#### Textauszug:

Liebe Universitätsgemeinde,
irgendwann hielt er die Ungewissheit nicht aus, die Angst, ob sie ihn auch holen und verhaften, wie einige seiner Freunde. Ob sie ihn vermutlich foltern oder sogar töten würden? Dabei hatte er, Talal, eigentlich nicht viel gemacht. Er hatte sich an drei oder vier Demonstrationen beteiligt und ein Flugblatt mit verfasst, damals vor ungefähr dreieinhalb Jahren in Aleppo, als er studiert hat. Später hat er ganz in der Nähe in einer Baumschule eines Freundes gearbeitet, es scheint ihm nun alles eine Ewigkeit her zu sein. Zudem konnte man an Hand seines Passes seine christliche Identität erkennen. Weniger auf Grund des Namens, aber sein Geburtsort, ein Dorf, in dem fast nur Christen wohnen, machte dies deutlich. Da in der Nähe islamistische Milizen operierten, drohte ihm auch hier Gefahr. Er wollte weder den Sicherheitsbehörden von Assad noch diesen Milizen in die Hände fallen. So entschloss er sich zur Flucht. Schweren Herzens ließ er seine Mutter und die Familie seiner Schwester im Dorf zurück. Vielleicht wird er ihnen in Zukunft helfen können, aber in Syrien zu bleiben, das war ihm nicht mehr möglich. Er konnte kaum noch schlafen, jedes ungewohnte Geräusch in der Nacht schreckte ihn auf, die Angst legte sich auf ihn wie eine schwere Last.

#### Verfügbare Daten:
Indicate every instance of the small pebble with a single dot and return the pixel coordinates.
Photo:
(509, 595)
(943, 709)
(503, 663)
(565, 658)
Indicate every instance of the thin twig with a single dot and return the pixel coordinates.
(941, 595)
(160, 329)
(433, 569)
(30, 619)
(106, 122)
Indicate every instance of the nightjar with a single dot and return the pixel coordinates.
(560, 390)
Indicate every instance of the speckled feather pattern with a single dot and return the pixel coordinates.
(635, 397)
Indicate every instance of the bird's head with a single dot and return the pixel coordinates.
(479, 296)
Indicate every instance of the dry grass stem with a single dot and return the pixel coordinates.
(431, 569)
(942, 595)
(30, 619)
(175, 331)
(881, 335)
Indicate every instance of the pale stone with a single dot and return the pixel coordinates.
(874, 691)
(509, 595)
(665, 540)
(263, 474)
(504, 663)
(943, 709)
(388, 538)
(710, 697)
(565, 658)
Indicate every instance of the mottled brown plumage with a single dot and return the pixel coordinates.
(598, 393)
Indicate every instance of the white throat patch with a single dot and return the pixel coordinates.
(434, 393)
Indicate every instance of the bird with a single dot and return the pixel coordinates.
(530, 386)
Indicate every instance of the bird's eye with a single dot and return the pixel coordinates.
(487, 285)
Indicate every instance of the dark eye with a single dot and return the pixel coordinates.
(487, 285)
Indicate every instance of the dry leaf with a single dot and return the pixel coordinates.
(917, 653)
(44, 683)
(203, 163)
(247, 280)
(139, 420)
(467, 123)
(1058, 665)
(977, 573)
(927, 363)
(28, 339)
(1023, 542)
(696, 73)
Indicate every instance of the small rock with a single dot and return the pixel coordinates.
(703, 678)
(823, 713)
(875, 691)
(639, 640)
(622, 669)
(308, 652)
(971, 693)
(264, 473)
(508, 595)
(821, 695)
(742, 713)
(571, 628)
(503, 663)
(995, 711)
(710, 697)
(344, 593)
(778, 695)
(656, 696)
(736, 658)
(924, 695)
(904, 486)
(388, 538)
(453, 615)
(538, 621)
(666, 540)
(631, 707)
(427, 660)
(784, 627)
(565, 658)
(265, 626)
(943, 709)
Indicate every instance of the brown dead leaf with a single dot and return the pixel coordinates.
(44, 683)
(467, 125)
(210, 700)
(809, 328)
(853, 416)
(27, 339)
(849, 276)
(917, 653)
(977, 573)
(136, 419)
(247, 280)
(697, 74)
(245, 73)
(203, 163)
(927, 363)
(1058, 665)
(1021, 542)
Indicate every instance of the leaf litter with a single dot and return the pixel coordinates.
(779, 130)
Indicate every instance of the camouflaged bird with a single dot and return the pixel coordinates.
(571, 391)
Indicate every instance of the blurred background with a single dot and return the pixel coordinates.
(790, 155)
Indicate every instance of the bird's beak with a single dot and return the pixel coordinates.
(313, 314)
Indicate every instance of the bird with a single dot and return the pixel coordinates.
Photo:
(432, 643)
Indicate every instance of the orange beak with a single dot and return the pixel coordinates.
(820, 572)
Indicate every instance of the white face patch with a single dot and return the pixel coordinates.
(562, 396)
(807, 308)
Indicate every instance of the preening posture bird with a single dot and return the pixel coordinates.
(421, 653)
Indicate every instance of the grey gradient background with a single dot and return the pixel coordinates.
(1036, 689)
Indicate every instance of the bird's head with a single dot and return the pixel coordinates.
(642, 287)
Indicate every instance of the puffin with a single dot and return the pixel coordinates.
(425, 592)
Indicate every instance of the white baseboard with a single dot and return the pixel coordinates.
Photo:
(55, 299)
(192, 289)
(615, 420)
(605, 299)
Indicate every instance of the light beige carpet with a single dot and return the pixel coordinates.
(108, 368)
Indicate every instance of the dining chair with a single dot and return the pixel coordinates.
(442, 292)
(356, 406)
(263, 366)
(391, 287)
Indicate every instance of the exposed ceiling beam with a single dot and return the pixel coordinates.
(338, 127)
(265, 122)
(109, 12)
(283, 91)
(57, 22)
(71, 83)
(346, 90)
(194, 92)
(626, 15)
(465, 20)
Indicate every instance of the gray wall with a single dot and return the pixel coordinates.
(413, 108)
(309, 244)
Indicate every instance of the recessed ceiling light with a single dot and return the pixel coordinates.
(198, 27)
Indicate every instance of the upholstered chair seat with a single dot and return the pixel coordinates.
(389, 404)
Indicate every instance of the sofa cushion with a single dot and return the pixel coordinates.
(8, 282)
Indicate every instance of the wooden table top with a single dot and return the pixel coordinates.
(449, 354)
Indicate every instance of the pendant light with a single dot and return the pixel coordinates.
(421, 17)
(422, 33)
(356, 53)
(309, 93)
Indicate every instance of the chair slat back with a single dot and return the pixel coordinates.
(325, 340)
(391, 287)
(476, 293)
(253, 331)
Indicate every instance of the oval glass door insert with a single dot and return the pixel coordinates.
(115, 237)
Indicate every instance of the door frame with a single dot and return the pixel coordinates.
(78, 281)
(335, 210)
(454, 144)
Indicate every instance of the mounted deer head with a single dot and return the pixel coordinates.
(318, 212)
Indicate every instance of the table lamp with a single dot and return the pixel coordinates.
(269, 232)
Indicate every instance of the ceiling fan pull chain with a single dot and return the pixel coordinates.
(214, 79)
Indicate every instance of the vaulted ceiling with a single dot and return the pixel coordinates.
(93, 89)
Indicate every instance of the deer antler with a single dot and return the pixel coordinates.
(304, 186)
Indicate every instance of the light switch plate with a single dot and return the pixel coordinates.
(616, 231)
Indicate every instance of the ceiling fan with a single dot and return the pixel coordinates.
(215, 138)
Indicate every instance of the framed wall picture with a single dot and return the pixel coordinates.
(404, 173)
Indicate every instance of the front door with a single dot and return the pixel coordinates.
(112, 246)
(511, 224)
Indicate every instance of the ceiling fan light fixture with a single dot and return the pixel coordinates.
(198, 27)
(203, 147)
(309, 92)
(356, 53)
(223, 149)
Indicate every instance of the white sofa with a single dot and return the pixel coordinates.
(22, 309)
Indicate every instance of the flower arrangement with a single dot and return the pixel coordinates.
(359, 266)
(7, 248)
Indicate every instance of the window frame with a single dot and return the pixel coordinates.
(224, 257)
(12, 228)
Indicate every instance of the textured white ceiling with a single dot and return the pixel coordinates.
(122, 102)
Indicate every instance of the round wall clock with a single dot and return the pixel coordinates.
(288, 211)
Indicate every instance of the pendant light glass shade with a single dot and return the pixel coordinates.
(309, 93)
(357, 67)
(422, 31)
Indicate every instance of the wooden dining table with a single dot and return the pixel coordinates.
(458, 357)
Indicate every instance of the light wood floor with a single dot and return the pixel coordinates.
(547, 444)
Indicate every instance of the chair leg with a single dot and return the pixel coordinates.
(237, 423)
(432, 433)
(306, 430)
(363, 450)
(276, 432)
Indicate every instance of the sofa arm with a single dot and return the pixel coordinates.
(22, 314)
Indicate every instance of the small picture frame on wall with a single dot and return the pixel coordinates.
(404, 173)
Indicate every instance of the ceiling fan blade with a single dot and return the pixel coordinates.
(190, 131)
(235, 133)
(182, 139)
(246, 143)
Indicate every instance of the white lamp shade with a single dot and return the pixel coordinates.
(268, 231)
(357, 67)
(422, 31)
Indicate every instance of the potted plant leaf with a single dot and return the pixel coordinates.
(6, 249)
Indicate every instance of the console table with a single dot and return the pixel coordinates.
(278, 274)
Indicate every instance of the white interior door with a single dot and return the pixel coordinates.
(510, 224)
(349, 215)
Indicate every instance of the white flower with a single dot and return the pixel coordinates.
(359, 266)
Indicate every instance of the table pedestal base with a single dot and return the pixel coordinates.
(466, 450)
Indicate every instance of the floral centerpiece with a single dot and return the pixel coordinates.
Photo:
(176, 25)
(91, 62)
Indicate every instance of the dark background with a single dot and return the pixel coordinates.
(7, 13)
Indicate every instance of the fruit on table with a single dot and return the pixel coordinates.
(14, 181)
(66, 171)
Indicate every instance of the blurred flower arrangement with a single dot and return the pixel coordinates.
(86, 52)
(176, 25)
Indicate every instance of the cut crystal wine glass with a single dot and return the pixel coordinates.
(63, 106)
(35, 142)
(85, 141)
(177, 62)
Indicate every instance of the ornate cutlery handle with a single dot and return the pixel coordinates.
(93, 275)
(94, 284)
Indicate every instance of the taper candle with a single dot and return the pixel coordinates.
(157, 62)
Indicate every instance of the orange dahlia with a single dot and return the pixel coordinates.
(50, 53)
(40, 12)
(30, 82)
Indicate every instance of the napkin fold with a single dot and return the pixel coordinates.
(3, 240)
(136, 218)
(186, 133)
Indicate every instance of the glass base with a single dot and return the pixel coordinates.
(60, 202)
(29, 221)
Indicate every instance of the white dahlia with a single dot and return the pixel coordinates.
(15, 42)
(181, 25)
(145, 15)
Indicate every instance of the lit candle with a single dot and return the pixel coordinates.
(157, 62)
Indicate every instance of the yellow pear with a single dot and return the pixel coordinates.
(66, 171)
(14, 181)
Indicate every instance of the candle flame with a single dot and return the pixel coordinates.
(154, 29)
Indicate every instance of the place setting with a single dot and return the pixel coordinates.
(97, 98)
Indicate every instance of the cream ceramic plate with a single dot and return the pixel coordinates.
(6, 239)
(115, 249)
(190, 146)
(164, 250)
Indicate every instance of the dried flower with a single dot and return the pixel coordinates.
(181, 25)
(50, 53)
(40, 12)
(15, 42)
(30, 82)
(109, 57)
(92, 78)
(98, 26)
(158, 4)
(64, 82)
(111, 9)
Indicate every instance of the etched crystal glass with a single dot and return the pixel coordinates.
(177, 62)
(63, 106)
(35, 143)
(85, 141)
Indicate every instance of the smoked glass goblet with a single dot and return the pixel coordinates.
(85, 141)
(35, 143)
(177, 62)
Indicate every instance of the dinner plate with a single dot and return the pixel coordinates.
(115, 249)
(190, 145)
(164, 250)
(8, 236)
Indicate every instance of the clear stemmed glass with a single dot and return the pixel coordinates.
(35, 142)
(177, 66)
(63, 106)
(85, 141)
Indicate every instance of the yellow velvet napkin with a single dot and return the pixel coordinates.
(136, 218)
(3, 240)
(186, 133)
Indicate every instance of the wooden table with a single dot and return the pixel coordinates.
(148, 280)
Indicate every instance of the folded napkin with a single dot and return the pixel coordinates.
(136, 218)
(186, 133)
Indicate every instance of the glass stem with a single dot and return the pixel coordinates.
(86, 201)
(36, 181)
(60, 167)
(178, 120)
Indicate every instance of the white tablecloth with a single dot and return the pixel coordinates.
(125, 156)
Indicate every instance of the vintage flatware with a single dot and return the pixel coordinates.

#### Übungsaufgabe 1:
Wen ließ Talal laut dem Textauszug im Dorf zurück, als er sich zur Flucht entschloss?
#### Übungsaufgabe 2:
Gib nur die Anzahl der Zeilen der Auflistung an, in denen die Zeichenfolge „leaf“ vorkommt, wobei Groß- und Kleinschreibung zählt.
Der Textauszug und die Auflistung stehen in keinem Zusammenhang.

#### Schriftliche Antwort 1:
Seine Mutter und die Familie seiner Schwester.

#### Schriftliche Antwort 2:
4